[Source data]
# # # # # # #

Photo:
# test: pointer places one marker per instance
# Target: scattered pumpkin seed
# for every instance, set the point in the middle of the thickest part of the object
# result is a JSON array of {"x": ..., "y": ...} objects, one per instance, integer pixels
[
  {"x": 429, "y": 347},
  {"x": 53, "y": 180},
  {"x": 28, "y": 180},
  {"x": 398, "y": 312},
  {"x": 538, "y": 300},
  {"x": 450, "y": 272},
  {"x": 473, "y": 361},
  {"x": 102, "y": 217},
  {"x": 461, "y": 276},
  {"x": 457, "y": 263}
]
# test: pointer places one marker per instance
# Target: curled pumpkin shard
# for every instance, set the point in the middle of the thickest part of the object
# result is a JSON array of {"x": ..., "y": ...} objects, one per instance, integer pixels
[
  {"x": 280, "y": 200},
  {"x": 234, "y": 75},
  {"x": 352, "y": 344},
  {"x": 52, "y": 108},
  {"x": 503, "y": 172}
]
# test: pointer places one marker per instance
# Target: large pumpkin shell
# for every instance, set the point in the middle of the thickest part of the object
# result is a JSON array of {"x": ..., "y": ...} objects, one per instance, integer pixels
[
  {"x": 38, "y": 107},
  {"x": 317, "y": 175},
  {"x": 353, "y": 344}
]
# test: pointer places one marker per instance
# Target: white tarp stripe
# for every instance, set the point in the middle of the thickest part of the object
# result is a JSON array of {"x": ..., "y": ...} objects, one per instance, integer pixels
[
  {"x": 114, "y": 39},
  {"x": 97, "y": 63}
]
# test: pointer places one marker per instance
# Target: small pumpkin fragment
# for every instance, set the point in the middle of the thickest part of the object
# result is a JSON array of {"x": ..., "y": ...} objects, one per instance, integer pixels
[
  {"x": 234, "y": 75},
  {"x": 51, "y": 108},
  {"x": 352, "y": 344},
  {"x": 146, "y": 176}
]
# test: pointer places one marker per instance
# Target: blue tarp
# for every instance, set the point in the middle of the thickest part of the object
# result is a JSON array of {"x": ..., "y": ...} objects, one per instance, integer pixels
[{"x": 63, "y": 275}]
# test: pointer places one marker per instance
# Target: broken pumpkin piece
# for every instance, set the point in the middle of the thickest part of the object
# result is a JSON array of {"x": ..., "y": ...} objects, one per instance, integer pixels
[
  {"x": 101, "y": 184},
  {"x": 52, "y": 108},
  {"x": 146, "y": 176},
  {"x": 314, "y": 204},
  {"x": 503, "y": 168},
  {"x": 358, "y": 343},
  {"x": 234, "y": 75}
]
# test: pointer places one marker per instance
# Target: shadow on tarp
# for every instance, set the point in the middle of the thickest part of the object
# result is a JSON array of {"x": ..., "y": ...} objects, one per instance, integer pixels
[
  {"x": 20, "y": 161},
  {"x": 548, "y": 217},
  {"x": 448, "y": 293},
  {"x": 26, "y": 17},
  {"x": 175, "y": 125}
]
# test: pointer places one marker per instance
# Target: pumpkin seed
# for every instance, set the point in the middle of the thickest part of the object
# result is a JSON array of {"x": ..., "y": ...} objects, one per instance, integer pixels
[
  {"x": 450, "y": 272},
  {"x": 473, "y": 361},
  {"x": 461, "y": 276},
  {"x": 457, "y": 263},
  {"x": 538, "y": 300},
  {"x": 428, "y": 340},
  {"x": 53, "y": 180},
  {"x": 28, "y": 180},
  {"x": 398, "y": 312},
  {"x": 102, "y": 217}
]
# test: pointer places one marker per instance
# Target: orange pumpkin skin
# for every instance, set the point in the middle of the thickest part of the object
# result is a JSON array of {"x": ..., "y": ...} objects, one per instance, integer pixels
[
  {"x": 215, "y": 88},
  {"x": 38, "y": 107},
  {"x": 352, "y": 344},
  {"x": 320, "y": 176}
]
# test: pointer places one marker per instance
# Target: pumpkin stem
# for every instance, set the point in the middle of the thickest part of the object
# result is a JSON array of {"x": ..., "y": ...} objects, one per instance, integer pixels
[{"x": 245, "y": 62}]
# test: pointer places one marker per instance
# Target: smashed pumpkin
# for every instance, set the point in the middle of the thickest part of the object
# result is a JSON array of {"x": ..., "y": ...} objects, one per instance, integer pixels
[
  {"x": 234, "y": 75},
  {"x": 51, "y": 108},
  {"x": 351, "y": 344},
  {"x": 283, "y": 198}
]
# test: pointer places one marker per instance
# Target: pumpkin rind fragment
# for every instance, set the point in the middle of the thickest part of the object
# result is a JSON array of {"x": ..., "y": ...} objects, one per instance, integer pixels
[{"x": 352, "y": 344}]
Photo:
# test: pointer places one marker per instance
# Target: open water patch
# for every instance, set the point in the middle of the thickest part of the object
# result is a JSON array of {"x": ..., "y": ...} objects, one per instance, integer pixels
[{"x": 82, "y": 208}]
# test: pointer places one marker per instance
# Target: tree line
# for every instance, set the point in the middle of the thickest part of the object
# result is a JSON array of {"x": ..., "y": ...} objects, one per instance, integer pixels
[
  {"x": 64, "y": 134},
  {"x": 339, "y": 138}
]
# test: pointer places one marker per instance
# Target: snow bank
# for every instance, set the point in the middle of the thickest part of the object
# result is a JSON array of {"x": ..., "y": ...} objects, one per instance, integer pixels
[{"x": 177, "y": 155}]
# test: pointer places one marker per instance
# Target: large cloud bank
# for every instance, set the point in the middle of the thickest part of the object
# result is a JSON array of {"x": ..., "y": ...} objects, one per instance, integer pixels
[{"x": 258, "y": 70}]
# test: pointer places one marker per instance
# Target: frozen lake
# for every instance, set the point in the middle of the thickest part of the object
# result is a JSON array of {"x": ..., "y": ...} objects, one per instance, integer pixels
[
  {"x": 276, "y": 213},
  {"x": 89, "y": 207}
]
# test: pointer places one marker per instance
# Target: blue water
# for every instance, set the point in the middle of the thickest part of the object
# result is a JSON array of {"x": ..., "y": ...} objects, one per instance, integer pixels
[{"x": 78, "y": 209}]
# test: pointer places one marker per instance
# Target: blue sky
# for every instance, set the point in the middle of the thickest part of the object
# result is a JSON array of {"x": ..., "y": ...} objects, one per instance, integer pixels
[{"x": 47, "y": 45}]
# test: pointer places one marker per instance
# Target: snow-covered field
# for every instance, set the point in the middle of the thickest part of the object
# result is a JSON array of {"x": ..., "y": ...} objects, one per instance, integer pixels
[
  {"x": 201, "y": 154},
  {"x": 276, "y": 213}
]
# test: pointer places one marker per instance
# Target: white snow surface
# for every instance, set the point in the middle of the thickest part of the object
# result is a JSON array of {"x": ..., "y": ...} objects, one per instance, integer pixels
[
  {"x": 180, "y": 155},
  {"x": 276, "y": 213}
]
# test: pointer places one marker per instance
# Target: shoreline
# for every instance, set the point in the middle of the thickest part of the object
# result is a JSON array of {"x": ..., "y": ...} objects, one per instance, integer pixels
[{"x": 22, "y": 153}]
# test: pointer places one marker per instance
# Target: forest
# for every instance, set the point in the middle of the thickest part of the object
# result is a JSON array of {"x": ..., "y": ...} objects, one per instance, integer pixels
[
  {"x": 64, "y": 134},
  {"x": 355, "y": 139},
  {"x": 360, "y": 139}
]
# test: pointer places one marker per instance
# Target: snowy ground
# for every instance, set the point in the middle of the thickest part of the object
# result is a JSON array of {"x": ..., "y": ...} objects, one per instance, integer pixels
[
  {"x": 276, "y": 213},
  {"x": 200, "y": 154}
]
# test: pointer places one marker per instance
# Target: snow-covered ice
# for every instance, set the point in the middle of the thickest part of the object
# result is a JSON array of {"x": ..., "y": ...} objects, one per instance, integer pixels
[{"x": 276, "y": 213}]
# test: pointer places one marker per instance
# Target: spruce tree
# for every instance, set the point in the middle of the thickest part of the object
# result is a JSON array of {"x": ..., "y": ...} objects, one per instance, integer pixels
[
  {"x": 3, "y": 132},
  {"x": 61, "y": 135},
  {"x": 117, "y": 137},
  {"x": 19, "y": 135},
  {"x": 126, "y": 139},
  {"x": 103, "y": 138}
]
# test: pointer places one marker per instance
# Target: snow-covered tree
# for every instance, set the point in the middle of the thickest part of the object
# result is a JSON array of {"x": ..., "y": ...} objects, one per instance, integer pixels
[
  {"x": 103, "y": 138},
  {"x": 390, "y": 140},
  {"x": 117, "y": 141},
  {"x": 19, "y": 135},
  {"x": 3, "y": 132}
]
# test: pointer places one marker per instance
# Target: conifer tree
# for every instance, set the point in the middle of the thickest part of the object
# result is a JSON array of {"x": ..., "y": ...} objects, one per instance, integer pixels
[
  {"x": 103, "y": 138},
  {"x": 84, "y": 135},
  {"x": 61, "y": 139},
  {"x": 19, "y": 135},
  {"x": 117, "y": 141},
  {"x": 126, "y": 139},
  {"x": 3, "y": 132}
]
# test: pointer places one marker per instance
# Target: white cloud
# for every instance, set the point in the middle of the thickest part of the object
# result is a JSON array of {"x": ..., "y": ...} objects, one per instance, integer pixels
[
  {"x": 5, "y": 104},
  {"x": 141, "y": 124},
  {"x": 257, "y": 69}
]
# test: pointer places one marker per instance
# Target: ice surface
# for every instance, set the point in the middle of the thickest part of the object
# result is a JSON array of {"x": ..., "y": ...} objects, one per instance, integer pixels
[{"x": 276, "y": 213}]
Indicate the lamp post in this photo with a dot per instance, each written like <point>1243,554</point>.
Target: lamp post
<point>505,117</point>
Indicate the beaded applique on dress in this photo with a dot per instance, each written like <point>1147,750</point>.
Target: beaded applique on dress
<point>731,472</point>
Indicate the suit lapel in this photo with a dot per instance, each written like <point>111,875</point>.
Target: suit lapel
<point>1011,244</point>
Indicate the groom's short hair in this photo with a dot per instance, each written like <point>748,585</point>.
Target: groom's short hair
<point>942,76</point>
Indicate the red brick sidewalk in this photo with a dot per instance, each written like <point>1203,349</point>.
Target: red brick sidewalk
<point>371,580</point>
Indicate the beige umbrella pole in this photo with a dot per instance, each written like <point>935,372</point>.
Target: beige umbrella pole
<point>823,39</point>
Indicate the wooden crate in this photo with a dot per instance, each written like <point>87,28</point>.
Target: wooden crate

# # # # # # #

_REQUIRED ACTION_: Output, please, only the lines running from the start of the entries through the line that contains "# Target: blue tarp", including both of those lines.

_EXERCISE RESULT_:
Photo:
# test: pointer places one marker per instance
# Target: scattered pumpkin seed
# for every instance, set the point in the middle of the thickest part of the object
# result is a JSON array of {"x": ..., "y": ...} objects, one per instance, integer pixels
[
  {"x": 429, "y": 347},
  {"x": 53, "y": 180},
  {"x": 28, "y": 180},
  {"x": 398, "y": 312},
  {"x": 538, "y": 300},
  {"x": 450, "y": 272},
  {"x": 473, "y": 361},
  {"x": 102, "y": 217},
  {"x": 461, "y": 276},
  {"x": 457, "y": 263}
]
# test: pointer places one marker per instance
# Target: curled pumpkin shard
# for every instance, set the point in the middle of the thickest part of the object
# result is a JSON array of {"x": ..., "y": ...} objects, one per instance, integer pixels
[
  {"x": 280, "y": 200},
  {"x": 234, "y": 75},
  {"x": 352, "y": 344},
  {"x": 52, "y": 108},
  {"x": 503, "y": 172}
]
# test: pointer places one marker per instance
# Target: large pumpkin shell
# for every instance, set the point in the middle of the thickest part of the object
# result is a JSON array of {"x": ..., "y": ...} objects, one per instance, integer pixels
[
  {"x": 38, "y": 107},
  {"x": 317, "y": 175},
  {"x": 353, "y": 344}
]
# test: pointer places one marker per instance
# Target: white tarp stripe
# for every instance, set the point in the middle of the thickest part of the object
# result is a JSON array of {"x": ..., "y": ...} objects, one per instance, integer pixels
[
  {"x": 114, "y": 39},
  {"x": 97, "y": 63}
]
# test: pointer places one marker per instance
# Target: small pumpkin fragment
# for every instance, set the point in the middle of the thickest part of the object
# result is a JSON array of {"x": ..., "y": ...} objects, one per instance, integer pixels
[
  {"x": 234, "y": 75},
  {"x": 51, "y": 108},
  {"x": 352, "y": 344},
  {"x": 146, "y": 176}
]
# test: pointer places one marker per instance
# Target: blue tarp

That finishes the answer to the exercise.